**Aim of the exercise**
Print the data that follows exactly.

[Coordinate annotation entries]

------------------------------

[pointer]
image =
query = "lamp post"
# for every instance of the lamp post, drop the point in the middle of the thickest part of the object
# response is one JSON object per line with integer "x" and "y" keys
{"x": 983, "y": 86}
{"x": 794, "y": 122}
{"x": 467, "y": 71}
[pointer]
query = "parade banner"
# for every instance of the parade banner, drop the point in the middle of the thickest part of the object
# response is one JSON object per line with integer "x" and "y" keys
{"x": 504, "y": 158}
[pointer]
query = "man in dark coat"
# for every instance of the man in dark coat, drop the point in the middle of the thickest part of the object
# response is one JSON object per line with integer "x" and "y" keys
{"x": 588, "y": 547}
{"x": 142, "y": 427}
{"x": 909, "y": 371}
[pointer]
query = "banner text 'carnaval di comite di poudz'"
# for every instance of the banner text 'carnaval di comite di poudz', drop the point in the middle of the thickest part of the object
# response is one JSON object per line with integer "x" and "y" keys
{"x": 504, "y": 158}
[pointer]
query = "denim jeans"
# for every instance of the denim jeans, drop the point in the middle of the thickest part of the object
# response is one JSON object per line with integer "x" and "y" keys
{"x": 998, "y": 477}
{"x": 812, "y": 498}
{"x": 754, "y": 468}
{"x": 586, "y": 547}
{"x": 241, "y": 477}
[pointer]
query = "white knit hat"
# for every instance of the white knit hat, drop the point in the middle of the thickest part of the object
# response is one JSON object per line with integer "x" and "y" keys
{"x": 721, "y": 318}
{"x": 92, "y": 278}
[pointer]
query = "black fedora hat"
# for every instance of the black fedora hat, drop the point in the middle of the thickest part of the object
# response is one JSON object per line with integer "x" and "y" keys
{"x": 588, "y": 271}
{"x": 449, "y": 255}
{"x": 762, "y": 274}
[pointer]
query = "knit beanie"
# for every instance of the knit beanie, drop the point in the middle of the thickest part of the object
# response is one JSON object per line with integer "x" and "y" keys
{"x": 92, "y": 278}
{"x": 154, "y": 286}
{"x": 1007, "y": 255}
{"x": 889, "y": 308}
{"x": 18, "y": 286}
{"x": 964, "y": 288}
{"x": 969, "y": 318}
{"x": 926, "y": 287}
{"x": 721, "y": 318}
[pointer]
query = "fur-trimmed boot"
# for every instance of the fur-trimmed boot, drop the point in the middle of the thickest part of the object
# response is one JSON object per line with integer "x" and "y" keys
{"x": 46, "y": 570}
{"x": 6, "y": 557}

------------------------------

**Expected output**
[pointer]
image =
query = "lamp post"
# for every instance of the lamp post, drop the point in the middle of the thickest part of the object
# response is one JSON object per line with integer "x" and "y" keys
{"x": 983, "y": 86}
{"x": 794, "y": 122}
{"x": 467, "y": 71}
[pointer]
query = "parade banner"
# for every instance of the parade banner, drop the point in the middle of the thickest part of the object
# response is one JSON object per line with integer "x" and "y" keys
{"x": 504, "y": 158}
[pointer]
query = "man in dark coat"
# for every instance of the man in dark coat, drop the point in the middle of the thickest part of the object
# response is one JSON object per line with integer "x" and "y" keys
{"x": 588, "y": 547}
{"x": 142, "y": 427}
{"x": 909, "y": 371}
[pointer]
query = "banner text 'carnaval di comite di poudz'"
# for every instance of the banner text 'carnaval di comite di poudz', drop the point in the middle of the thickest part of the object
# response is one JSON object per line with integer "x" and "y" keys
{"x": 504, "y": 158}
[pointer]
query = "denim jeans"
# for every instance of the denim jeans, drop the point in the middle of the thickest part of the object
# response is one JSON object per line with integer "x" and "y" keys
{"x": 998, "y": 477}
{"x": 812, "y": 498}
{"x": 754, "y": 468}
{"x": 586, "y": 547}
{"x": 241, "y": 477}
[pointer]
query = "white knit hat"
# for every instance of the white knit hat, drop the point in the middle of the thickest part of the object
# response is one JSON object per line with integer "x" and "y" keys
{"x": 721, "y": 318}
{"x": 92, "y": 278}
[pointer]
query = "black fedora hat"
# for every instance of the black fedora hat, drop the point in the middle of the thickest part of the object
# response is one JSON object per line with integer "x" and "y" keys
{"x": 588, "y": 271}
{"x": 449, "y": 255}
{"x": 762, "y": 274}
[pointer]
query = "knit beanie"
# for every instance of the knit beanie, drop the point in the middle of the thickest part of the object
# response is one JSON object per line with integer "x" and "y" keys
{"x": 92, "y": 278}
{"x": 154, "y": 286}
{"x": 1007, "y": 255}
{"x": 889, "y": 308}
{"x": 18, "y": 286}
{"x": 964, "y": 288}
{"x": 969, "y": 318}
{"x": 926, "y": 287}
{"x": 721, "y": 318}
[pointer]
query = "fur-trimmed boot"
# for every instance of the fur-trimmed boot, drop the point in the middle of the thickest part of the object
# response is one JSON object per line with integer "x" and "y" keys
{"x": 46, "y": 570}
{"x": 6, "y": 557}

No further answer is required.